Exercise details:
In the healthcare spending article, duplicate word for word the passage that begins with "Healthcare spending surged" and ends with "and other charges.".

Healthcare spending surged 10 percent last year
By Julie Appleby
USA Today
Spending on healthcare last year grew seven times faster than the overall economy, with hospital costs eclipsing prescription drugs as the leading factor.
The money spent by insurers and consumers on healthcare rose 10 percent per capita last year, the first time it hit double digits in more than a decade, says a study by the Center for Studying Health System Change, a nonpartisan research group in Washington, D.C.
The report, published yesterday in the journal Health Affairs, confirms the bad news already felt by consumers and employers. They are struggling to keep up with rapidly rising health insurance premiums, which last year rose an average 12.7 percent. As premiums rise, workers are paying more toward their insurance and also are being hit with higher deductibles, co-payments and other charges.
Some good news emerged from the study: healthcare spending increases have slowed in the first half of 2002.

Source material:
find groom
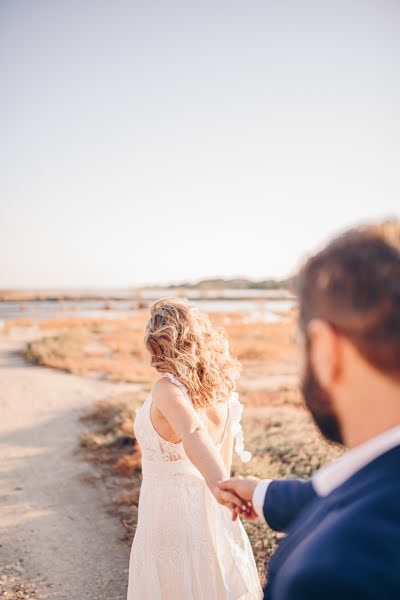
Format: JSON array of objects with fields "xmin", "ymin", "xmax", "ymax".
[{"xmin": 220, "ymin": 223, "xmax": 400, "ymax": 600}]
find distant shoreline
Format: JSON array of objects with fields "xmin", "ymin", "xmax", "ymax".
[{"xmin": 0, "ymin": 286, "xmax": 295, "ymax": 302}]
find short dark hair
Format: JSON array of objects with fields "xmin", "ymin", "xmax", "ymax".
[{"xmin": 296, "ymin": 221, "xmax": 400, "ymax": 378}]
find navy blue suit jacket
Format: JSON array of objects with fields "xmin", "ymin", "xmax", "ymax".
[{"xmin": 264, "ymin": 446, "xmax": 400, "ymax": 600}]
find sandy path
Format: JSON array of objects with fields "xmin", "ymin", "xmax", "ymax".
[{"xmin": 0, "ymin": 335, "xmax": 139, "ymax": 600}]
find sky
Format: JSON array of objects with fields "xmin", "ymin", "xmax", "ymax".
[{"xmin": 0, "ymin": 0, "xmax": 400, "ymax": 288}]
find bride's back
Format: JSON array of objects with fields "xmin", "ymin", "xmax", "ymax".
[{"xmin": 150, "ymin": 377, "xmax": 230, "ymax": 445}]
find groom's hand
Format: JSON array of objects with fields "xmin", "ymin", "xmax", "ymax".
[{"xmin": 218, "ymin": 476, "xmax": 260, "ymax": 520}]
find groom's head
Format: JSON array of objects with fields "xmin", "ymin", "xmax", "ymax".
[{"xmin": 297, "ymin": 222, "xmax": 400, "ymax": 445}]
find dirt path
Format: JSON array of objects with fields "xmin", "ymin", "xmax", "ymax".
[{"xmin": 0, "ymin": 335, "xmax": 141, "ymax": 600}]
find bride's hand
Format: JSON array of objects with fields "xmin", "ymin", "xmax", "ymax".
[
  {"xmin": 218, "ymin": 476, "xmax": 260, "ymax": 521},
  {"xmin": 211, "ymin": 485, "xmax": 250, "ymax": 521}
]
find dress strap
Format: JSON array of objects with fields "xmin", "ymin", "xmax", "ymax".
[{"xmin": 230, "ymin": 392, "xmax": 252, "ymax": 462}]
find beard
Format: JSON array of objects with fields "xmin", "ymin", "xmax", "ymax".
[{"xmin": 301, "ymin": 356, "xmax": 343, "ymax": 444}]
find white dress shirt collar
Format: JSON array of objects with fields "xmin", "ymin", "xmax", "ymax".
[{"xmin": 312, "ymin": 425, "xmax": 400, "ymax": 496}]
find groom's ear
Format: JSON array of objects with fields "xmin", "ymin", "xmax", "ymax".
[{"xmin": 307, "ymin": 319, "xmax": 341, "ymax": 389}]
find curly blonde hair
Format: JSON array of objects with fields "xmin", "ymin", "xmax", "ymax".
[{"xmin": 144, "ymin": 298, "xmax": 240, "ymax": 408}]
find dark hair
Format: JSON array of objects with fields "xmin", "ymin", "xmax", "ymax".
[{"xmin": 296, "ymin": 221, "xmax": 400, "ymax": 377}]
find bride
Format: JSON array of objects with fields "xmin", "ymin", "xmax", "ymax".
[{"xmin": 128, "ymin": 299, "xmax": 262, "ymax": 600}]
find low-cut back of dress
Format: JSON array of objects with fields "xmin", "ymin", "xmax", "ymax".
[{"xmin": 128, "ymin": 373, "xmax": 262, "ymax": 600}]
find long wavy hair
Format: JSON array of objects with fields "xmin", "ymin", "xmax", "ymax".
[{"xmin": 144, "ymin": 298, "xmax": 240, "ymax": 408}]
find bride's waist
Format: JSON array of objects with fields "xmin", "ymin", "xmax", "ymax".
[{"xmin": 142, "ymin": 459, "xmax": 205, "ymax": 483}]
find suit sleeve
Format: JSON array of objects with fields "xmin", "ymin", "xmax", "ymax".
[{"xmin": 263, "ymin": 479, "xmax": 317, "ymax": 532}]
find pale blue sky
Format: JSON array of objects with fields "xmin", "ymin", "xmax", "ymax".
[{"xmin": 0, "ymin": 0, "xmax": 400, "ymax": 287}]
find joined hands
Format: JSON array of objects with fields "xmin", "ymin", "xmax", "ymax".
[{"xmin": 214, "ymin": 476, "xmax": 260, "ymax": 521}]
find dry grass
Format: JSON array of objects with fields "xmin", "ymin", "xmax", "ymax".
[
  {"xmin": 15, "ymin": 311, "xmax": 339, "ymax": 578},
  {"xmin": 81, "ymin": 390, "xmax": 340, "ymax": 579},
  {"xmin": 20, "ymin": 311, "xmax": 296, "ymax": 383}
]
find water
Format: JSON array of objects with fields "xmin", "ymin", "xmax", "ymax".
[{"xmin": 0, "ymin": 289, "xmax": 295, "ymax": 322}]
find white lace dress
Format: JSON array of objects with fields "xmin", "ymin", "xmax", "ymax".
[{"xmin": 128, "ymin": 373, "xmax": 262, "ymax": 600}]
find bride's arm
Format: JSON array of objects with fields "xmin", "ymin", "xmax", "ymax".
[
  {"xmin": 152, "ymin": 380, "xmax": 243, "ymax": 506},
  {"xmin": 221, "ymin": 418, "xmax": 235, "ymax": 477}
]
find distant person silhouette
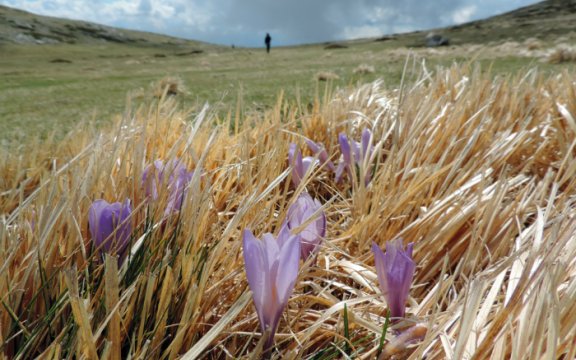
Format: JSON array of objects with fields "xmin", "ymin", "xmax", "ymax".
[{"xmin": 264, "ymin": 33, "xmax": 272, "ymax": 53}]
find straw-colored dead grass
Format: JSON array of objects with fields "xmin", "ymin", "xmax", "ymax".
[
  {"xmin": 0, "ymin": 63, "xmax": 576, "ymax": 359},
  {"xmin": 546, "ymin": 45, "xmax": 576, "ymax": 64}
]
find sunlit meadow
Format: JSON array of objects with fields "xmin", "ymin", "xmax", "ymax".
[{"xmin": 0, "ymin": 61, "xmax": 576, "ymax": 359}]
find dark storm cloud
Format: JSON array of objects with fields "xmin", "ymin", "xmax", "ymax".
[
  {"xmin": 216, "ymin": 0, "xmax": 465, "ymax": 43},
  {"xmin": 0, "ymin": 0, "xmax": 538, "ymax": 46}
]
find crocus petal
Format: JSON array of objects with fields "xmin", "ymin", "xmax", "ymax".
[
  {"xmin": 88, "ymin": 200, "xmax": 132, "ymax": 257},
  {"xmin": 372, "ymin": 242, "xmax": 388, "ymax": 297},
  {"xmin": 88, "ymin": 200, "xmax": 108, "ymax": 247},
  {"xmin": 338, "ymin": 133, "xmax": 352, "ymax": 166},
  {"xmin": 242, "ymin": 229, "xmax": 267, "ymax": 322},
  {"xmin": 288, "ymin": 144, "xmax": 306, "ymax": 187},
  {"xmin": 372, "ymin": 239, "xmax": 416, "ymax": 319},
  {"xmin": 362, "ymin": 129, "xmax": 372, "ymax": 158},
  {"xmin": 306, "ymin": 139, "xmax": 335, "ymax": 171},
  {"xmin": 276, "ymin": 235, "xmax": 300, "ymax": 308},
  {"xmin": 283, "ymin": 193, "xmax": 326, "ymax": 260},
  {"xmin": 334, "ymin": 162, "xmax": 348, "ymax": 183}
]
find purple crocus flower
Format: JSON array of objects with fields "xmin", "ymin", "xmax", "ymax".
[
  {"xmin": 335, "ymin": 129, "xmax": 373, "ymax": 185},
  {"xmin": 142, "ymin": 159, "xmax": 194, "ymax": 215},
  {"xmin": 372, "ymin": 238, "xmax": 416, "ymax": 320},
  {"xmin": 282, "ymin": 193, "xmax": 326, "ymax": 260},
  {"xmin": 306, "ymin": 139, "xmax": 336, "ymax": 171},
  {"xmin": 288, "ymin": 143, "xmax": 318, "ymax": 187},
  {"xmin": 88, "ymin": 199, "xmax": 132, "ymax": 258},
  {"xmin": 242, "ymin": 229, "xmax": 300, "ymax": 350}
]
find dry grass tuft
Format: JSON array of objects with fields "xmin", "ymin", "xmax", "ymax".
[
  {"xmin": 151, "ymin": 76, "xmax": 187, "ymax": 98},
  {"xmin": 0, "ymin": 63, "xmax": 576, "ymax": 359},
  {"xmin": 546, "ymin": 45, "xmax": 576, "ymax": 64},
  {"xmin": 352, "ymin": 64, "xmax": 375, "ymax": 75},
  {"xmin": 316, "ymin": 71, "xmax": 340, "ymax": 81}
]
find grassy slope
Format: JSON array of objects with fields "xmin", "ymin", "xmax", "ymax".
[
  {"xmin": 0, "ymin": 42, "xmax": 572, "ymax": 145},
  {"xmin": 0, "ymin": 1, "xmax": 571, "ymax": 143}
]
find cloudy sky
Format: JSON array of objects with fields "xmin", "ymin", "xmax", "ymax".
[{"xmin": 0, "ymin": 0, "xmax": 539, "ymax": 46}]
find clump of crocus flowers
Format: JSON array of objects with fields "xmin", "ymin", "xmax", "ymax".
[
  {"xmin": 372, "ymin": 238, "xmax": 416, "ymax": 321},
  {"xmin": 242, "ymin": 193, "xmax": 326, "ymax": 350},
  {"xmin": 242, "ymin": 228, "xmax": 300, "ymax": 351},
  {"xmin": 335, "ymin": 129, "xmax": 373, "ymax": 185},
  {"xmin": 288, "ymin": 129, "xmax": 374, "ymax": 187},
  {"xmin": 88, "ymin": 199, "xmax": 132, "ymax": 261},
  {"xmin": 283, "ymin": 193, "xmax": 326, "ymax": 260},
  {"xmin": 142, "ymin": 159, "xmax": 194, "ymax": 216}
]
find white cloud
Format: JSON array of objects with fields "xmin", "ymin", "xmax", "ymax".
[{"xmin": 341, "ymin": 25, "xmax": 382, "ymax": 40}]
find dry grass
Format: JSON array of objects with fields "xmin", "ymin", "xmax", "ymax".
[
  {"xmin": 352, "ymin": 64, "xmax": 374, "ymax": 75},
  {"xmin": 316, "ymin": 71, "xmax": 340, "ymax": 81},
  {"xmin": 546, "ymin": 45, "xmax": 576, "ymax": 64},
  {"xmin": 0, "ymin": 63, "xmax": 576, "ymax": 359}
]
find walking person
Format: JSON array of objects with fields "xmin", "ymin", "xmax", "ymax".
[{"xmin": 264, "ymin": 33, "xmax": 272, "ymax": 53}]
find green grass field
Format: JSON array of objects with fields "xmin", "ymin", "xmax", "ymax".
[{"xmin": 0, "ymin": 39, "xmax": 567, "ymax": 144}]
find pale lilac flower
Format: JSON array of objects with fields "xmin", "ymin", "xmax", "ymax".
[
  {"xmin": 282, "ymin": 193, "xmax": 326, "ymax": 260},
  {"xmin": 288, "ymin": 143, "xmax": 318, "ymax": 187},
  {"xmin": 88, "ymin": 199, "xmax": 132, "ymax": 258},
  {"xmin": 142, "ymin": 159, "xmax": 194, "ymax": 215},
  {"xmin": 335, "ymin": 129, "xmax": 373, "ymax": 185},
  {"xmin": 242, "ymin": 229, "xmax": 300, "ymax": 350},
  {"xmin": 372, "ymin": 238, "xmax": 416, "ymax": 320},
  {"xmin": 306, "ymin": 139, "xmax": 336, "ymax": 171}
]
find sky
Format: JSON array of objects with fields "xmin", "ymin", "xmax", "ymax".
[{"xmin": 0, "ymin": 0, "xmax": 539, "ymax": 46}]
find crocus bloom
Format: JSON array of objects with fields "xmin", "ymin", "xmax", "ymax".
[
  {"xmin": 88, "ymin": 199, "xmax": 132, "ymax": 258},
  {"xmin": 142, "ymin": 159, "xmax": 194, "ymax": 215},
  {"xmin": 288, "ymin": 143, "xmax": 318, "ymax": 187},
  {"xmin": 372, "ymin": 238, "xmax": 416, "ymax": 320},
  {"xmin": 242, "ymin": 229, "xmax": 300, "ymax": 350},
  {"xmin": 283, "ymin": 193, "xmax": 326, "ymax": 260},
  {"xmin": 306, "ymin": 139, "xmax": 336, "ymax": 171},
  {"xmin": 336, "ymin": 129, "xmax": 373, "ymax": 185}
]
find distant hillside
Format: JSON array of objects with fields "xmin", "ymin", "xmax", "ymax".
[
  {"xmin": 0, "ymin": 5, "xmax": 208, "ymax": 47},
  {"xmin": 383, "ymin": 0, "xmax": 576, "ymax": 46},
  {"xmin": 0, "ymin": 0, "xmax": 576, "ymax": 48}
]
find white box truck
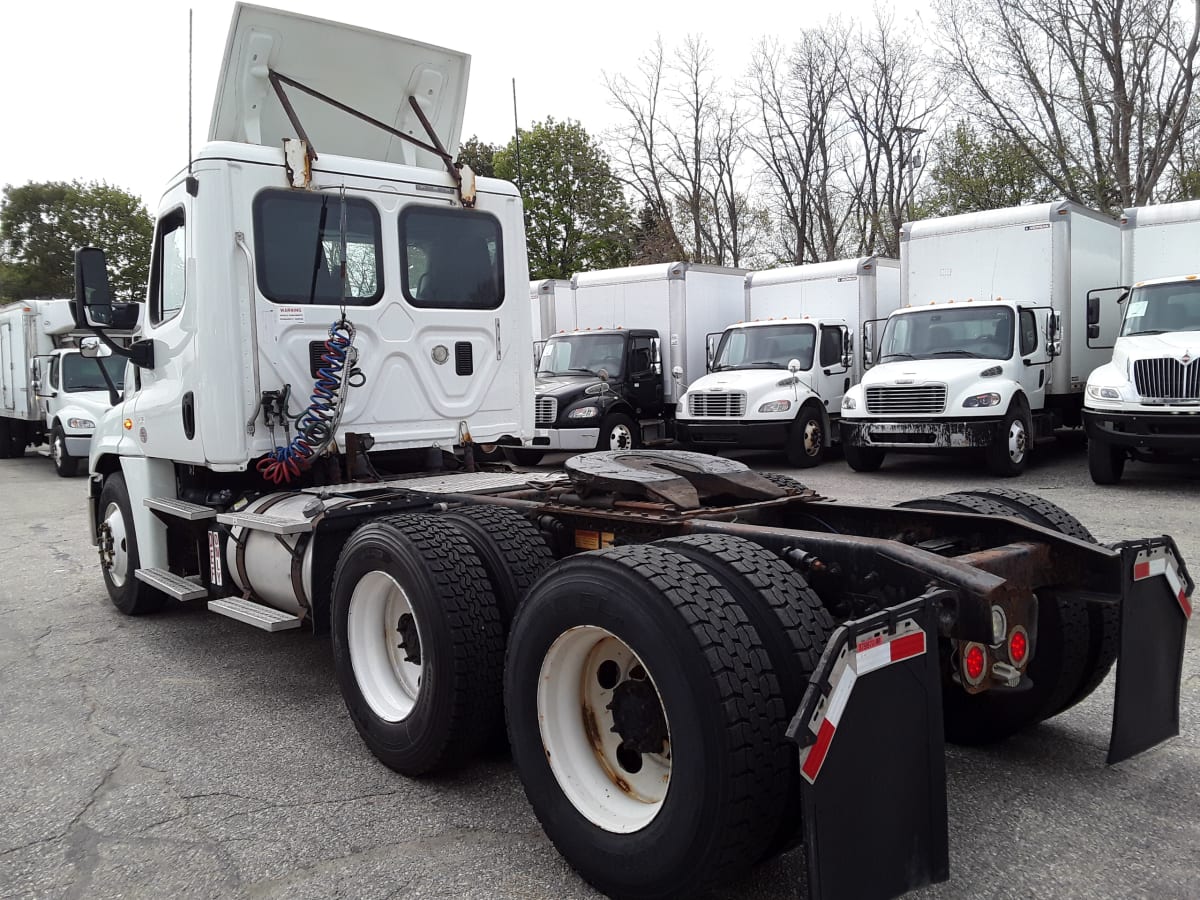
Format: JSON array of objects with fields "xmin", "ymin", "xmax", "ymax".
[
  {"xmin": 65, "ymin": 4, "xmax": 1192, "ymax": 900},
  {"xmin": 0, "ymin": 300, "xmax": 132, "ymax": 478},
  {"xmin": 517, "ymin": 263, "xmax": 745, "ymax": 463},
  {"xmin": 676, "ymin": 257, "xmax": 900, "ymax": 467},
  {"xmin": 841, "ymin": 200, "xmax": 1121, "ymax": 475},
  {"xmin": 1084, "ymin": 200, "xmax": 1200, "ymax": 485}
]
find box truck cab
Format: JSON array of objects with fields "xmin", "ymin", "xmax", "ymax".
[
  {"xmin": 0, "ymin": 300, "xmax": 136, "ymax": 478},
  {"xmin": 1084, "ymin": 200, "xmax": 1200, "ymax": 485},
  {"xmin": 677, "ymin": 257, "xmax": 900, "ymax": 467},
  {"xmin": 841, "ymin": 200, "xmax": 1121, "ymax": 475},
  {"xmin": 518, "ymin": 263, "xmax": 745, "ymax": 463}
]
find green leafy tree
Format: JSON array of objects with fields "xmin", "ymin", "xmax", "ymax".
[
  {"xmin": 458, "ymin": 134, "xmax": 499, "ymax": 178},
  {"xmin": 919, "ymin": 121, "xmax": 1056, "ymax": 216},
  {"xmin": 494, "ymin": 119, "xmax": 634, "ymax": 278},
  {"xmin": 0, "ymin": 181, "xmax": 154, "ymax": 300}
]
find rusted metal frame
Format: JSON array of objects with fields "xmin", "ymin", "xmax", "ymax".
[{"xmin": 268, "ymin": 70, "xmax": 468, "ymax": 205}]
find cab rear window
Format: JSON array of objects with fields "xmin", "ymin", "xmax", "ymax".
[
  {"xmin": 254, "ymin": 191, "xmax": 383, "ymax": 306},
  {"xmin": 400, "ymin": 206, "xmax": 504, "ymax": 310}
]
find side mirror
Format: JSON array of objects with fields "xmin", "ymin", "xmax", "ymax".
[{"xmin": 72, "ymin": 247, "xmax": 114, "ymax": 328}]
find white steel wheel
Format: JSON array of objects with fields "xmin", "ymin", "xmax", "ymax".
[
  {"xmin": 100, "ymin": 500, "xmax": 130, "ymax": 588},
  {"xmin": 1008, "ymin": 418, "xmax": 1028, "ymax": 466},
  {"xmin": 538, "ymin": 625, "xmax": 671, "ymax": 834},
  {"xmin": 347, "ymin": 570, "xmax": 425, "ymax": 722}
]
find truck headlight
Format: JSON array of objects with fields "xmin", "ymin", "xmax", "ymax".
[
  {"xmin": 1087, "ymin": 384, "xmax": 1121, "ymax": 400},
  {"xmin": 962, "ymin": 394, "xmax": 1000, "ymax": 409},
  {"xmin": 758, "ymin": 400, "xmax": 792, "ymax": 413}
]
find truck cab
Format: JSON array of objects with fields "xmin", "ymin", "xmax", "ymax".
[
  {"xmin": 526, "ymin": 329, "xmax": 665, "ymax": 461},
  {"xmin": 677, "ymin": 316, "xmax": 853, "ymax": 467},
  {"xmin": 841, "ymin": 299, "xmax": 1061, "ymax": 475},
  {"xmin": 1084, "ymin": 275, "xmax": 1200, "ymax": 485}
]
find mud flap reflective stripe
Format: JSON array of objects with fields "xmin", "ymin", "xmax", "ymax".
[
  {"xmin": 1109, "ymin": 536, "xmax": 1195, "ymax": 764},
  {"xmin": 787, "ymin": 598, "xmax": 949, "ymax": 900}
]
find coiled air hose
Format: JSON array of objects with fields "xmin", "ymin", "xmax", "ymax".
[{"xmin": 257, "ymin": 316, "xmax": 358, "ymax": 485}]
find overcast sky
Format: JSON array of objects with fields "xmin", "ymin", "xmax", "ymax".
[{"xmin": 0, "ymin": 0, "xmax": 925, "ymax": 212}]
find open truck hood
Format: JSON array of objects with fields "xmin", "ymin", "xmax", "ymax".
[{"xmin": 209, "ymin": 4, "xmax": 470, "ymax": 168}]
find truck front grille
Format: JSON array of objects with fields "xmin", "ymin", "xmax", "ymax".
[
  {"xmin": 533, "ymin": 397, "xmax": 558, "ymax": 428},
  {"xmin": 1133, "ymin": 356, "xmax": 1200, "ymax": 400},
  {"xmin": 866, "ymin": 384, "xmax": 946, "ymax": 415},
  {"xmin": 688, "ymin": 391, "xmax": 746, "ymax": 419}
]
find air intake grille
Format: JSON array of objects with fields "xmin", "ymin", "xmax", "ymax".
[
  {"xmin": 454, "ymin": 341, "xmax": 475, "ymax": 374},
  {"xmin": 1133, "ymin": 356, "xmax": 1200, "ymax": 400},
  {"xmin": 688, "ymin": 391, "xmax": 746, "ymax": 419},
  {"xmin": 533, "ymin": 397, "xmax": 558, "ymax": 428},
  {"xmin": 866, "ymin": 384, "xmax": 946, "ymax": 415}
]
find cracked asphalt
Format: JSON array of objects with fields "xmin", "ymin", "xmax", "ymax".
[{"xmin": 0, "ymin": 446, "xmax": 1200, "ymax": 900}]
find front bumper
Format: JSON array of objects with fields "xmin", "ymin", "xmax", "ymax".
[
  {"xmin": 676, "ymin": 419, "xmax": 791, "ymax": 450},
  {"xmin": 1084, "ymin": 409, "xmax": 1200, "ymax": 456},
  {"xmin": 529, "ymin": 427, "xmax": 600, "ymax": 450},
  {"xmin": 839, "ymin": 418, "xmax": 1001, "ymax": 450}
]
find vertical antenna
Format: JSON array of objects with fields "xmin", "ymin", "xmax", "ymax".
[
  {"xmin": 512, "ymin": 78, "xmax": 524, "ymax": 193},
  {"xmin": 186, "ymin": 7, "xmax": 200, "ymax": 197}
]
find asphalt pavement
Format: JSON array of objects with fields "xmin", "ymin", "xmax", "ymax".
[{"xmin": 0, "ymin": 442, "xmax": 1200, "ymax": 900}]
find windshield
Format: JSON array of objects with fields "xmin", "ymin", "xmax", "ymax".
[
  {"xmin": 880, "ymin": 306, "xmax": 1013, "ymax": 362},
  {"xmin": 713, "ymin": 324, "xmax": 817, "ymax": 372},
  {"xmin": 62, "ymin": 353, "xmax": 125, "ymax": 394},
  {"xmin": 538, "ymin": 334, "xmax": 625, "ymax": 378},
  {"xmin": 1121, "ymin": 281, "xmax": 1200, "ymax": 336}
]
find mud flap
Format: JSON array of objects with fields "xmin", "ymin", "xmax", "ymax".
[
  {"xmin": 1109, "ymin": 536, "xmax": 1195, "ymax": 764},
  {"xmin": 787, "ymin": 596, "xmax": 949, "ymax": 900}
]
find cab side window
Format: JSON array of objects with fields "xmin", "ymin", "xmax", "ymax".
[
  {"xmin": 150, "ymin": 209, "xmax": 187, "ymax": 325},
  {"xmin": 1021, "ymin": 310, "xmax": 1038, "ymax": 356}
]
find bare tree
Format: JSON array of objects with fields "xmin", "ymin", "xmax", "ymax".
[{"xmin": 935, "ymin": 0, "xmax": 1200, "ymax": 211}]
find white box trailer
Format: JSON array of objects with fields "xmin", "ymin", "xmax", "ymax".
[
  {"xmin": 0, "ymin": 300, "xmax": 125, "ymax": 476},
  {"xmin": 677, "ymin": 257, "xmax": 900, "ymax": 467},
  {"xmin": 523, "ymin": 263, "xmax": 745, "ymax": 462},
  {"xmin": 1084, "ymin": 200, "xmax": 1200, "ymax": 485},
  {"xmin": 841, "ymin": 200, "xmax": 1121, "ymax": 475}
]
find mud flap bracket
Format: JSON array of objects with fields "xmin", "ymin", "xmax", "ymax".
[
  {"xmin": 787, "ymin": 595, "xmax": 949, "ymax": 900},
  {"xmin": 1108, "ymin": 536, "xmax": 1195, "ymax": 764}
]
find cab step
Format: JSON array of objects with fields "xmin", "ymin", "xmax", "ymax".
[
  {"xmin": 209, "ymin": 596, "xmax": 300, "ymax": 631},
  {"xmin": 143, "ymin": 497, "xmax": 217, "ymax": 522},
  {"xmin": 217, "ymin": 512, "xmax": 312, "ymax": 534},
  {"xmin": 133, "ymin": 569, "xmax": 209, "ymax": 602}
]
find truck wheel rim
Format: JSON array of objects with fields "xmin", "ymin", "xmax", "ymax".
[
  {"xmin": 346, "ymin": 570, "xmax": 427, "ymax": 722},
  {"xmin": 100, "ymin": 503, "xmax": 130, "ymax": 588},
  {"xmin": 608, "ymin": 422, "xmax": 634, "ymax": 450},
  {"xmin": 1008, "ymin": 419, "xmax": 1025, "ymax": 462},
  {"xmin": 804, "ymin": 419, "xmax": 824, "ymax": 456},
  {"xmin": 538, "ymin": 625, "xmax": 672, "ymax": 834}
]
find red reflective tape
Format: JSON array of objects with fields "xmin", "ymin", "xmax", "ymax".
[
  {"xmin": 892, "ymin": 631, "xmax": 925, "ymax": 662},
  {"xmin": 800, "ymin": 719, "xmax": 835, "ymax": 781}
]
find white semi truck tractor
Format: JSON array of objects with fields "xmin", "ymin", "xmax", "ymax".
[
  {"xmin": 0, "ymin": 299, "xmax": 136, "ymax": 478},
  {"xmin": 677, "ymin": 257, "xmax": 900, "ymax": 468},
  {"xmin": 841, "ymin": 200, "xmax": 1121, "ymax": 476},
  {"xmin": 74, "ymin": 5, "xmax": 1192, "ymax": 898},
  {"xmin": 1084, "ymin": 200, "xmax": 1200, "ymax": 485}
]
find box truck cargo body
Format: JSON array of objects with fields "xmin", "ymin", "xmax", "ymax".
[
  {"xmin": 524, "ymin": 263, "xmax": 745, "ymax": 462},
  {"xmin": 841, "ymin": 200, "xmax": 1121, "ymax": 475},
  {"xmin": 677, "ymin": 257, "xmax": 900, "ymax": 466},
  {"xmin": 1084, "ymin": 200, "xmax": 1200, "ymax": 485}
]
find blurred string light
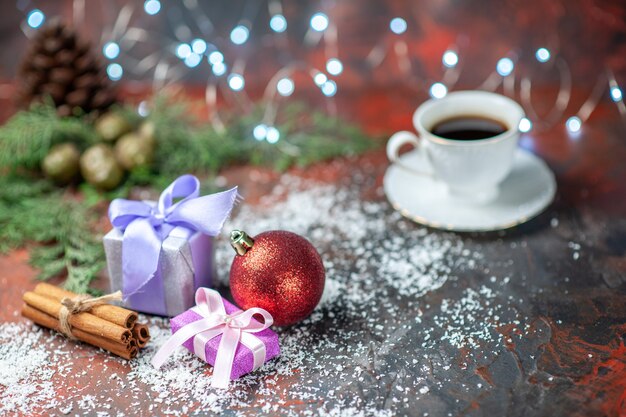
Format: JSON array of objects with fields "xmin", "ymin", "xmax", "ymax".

Response to the exercise:
Healthcare spending surged 10 percent last year
By Julie Appleby
USA Today
Spending on healthcare last year grew seven times faster than the overall economy, with hospital costs eclipsing prescription drugs as the leading factor.
The money spent by insurers and consumers on healthcare rose 10 percent per capita last year, the first time it hit double digits in more than a decade, says a study by the Center for Studying Health System Change, a nonpartisan research group in Washington, D.C.
The report, published yesterday in the journal Health Affairs, confirms the bad news already felt by consumers and employers. They are struggling to keep up with rapidly rising health insurance premiums, which last year rose an average 12.7 percent. As premiums rise, workers are paying more toward their insurance and also are being hit with higher deductibles, co-payments and other charges.